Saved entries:

━━━━━━━━

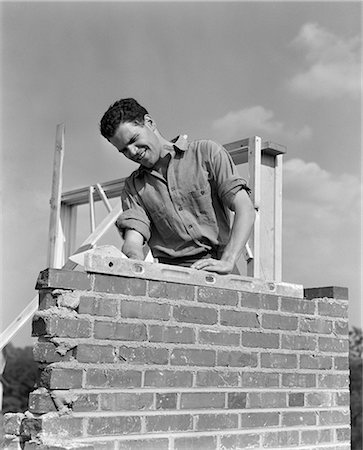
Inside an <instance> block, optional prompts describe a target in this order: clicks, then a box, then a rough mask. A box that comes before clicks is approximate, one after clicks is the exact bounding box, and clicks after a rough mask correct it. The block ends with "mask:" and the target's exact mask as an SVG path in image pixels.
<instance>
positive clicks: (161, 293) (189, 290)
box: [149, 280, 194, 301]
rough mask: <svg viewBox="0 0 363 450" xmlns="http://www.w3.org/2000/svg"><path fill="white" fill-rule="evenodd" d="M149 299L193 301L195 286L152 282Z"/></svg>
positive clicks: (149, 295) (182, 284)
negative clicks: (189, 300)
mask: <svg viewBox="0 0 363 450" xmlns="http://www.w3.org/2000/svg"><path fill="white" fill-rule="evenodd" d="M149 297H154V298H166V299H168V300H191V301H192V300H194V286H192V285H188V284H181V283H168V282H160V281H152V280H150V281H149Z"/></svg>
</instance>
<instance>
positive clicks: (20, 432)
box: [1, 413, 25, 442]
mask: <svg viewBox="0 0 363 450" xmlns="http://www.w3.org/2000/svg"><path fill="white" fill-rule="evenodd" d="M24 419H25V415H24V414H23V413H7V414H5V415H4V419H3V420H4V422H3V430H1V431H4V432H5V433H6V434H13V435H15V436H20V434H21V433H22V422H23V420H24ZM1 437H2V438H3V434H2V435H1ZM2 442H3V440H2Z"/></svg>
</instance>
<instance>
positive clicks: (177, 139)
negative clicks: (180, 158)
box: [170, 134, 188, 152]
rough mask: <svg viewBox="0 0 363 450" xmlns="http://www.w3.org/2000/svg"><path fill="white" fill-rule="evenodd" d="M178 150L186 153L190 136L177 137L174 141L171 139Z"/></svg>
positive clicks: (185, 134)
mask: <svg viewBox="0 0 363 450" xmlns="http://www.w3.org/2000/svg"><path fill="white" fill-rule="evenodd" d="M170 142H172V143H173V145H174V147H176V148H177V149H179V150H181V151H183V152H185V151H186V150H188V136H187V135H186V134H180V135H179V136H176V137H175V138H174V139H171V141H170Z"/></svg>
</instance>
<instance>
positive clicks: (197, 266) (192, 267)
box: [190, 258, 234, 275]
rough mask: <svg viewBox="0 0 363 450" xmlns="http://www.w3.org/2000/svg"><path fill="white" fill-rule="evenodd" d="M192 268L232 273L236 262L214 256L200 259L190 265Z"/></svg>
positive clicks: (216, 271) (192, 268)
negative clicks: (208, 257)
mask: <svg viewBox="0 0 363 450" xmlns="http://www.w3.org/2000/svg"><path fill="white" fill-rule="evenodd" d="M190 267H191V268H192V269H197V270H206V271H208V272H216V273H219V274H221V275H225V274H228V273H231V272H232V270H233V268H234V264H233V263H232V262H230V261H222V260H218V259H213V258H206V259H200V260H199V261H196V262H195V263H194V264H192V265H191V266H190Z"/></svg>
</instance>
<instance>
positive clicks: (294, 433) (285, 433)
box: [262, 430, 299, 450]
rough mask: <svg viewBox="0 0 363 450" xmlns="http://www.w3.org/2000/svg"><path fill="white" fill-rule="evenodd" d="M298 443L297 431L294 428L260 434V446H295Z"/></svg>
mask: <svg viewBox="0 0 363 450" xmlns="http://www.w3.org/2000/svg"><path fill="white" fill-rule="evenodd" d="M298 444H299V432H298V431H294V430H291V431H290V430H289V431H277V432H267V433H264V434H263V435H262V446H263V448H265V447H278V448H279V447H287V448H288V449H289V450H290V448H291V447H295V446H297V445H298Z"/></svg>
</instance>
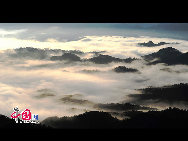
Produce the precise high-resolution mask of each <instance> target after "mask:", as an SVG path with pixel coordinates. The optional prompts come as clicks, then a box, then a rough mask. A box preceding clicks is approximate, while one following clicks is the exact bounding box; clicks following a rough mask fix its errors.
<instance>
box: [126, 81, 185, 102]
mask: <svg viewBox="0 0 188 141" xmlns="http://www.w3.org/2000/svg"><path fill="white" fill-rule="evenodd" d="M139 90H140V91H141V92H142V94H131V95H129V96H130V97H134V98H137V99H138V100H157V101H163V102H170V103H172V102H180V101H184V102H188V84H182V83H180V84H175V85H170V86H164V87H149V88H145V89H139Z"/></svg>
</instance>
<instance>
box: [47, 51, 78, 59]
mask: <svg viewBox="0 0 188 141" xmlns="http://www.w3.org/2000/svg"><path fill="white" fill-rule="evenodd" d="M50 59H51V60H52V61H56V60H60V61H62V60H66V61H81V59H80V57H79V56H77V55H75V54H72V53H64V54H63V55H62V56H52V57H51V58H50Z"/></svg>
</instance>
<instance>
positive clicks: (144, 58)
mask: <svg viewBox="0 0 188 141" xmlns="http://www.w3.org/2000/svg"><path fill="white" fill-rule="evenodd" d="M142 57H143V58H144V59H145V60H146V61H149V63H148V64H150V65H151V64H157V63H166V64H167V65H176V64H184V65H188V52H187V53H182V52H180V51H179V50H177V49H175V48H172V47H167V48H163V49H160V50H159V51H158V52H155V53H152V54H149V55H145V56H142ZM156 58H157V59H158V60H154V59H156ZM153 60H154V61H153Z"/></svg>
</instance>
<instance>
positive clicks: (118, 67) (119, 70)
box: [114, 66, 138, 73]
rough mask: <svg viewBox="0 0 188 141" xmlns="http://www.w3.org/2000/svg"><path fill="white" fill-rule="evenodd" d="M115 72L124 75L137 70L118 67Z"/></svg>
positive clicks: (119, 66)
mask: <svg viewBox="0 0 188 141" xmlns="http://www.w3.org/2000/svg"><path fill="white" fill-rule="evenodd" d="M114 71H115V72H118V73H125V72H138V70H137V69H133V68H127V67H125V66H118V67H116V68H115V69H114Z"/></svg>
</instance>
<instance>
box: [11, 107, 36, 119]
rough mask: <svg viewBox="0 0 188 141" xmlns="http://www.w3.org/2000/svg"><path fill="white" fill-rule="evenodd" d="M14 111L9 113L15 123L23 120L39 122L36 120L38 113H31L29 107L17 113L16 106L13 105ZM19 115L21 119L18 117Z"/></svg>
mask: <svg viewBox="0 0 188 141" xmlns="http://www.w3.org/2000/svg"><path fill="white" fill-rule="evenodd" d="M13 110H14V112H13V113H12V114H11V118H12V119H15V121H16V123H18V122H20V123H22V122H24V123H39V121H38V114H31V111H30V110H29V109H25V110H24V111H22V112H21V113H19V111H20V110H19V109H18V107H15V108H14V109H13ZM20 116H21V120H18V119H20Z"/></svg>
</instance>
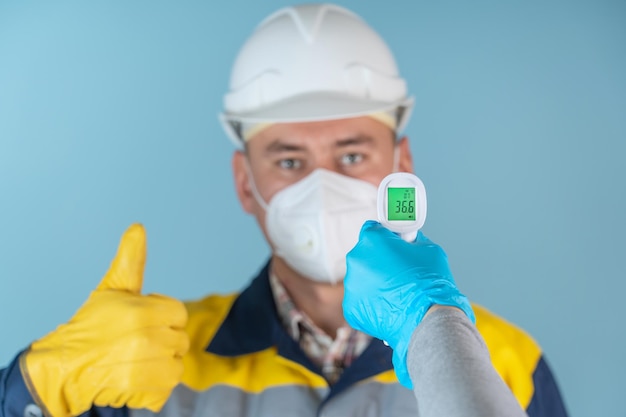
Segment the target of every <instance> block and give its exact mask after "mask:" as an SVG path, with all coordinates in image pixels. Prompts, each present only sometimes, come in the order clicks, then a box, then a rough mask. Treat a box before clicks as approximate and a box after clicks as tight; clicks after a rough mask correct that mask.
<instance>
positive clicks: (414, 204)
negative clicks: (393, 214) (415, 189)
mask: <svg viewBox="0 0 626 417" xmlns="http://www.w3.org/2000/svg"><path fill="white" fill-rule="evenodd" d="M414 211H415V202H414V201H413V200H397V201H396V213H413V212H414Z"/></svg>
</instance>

━━━━━━━━

» **REQUIRED WORK**
Copy the lines above, from the line with "268L232 273L236 262L214" up to and including the line with "box: [262, 430, 299, 450]".

» **RESULT OF THIS TASK**
rough mask: <svg viewBox="0 0 363 450" xmlns="http://www.w3.org/2000/svg"><path fill="white" fill-rule="evenodd" d="M192 268L232 273L236 262L214 256L200 259L190 265Z"/></svg>
positive clicks: (216, 271) (192, 268)
negative clicks: (208, 257)
mask: <svg viewBox="0 0 363 450" xmlns="http://www.w3.org/2000/svg"><path fill="white" fill-rule="evenodd" d="M190 267H191V268H192V269H197V270H206V271H208V272H216V273H219V274H221V275H225V274H228V273H231V272H232V270H233V268H234V264H233V263H232V262H230V261H222V260H218V259H213V258H206V259H200V260H199V261H196V262H195V263H194V264H192V265H191V266H190Z"/></svg>
</instance>
<instance>
positive clicks: (294, 433) (285, 433)
box: [262, 430, 299, 450]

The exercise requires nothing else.